#### [EXTRACTED ENTRIES]
_____
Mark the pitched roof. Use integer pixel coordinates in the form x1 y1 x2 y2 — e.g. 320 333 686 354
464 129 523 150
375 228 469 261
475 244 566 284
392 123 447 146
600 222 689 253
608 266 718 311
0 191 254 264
_____
#### [WRITTEN TASK]
Convert the data above into a JSON list of strings with one string per line, leaving out any blank lines.

#### [EXERCISE OUTPUT]
[
  "Mark the pitched roof. Use integer pixel coordinates in the form x1 y1 x2 y2 — e.g. 320 333 686 354",
  "464 129 523 150",
  "375 228 469 261",
  "475 244 566 284",
  "392 123 447 146",
  "600 222 689 253",
  "608 266 718 311",
  "0 191 254 264"
]